PROVIDED INFORMATION Start Marker

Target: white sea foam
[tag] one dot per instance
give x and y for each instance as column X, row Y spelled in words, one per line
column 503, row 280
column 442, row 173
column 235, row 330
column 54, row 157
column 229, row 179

PROVIDED INFORMATION End Marker

- **PROBLEM TO SOLVE**: Return all of the data above verbatim.

- **RESPONSE AREA**:
Target: white sea foam
[tag] one dot per instance
give x and y for each instance as column X, row Y spelled in words, one per line
column 503, row 280
column 442, row 173
column 235, row 330
column 54, row 157
column 229, row 179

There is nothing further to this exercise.